# GIVEN EXERCISE:
Arrange the records from the line with "the photo below." up to and including the line with "[[115, 233]]" as a two-column CSV with the columns request and points, one row for each request, putting its text and its answer each in one quoted field with line breaks turned into spaces. Leave the pictures out.

Dataset excerpts on object pointing
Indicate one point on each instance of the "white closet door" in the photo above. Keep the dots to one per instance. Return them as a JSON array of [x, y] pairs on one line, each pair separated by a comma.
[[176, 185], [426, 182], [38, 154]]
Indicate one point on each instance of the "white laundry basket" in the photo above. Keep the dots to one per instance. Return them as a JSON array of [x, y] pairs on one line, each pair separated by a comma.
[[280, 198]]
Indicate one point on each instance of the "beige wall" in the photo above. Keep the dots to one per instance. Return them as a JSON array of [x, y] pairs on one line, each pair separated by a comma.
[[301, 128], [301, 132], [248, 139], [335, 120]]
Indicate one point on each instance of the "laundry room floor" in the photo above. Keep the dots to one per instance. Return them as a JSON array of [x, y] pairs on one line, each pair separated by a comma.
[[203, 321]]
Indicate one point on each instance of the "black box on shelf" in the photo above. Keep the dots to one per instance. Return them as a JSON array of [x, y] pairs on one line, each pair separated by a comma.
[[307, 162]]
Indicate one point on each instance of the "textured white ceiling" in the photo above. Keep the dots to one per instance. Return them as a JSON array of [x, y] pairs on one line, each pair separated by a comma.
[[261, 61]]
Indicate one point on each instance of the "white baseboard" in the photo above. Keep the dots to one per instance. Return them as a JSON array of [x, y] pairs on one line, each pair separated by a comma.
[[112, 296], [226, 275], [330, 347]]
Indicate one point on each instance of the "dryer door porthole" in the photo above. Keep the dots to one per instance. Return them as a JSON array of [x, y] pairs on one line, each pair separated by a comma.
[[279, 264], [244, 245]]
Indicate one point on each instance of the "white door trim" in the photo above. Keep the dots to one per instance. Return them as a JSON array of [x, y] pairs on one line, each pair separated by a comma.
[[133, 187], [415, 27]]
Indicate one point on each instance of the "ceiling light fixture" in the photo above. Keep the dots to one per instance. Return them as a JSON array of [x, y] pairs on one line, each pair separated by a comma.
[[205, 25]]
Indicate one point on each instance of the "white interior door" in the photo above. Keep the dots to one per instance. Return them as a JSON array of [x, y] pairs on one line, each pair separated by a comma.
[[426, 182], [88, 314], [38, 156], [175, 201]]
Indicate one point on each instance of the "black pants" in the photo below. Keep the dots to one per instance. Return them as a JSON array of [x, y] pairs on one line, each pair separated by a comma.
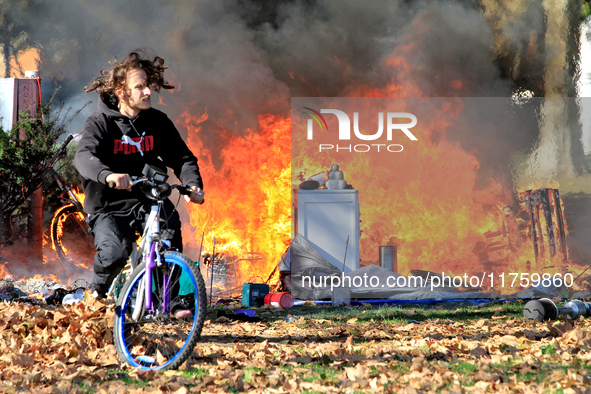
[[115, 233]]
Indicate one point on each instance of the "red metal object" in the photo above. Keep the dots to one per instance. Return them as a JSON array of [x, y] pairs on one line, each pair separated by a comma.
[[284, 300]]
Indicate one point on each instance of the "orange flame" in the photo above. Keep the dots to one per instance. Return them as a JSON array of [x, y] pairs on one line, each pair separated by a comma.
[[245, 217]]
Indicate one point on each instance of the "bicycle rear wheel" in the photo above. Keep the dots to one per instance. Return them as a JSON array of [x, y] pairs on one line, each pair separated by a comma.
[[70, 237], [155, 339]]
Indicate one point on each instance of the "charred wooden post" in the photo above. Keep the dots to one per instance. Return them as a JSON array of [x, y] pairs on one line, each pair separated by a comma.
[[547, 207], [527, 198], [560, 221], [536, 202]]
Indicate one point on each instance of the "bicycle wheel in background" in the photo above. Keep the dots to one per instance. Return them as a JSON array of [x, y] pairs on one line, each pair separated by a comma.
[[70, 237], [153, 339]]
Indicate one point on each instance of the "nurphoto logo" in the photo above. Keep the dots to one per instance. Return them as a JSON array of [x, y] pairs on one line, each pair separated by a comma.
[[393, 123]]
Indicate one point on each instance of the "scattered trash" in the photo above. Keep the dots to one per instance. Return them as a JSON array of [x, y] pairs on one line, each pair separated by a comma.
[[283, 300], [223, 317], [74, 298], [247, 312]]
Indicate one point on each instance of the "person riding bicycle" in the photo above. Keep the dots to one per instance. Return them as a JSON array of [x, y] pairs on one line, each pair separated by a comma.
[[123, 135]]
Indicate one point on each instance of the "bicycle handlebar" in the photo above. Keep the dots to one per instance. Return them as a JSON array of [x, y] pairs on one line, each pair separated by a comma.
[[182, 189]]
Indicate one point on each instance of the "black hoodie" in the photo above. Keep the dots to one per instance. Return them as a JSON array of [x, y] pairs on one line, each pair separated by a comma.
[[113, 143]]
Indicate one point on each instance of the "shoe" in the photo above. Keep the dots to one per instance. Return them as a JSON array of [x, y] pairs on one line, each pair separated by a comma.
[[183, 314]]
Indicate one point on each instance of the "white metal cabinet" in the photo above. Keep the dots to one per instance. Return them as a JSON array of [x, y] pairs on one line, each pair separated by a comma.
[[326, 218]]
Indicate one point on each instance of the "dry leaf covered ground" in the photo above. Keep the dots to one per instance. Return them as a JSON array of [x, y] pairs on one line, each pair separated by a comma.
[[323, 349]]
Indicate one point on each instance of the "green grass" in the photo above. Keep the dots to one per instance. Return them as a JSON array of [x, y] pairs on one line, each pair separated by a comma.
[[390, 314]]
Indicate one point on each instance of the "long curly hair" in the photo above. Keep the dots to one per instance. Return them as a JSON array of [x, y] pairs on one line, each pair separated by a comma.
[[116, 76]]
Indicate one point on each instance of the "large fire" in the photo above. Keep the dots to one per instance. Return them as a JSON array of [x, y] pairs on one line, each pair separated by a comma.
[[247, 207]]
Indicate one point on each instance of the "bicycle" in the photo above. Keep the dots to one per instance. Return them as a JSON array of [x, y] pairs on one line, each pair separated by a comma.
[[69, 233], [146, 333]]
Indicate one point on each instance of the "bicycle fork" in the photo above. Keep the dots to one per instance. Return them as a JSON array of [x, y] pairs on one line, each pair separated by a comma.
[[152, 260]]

---

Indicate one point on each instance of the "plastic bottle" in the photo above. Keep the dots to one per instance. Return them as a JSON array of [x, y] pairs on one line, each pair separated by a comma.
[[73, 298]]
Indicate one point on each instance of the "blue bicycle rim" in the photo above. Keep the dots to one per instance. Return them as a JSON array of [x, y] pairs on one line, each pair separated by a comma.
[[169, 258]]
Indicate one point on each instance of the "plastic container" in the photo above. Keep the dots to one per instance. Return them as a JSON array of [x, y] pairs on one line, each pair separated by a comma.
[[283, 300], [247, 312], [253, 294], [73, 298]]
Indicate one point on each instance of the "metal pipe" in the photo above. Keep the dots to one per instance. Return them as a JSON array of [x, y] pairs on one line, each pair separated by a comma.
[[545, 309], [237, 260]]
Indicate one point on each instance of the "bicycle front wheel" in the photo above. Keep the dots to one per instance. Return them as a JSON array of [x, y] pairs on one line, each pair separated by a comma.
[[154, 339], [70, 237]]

# EXERCISE SOLUTION:
request,points
"Indicate one point on each instance of the ""black pants"" in the photo below. Keep the dots to one per instance. Return them as a JSON array of [x, y] pairs on one line, each pair separated by a comma.","[[115, 233]]"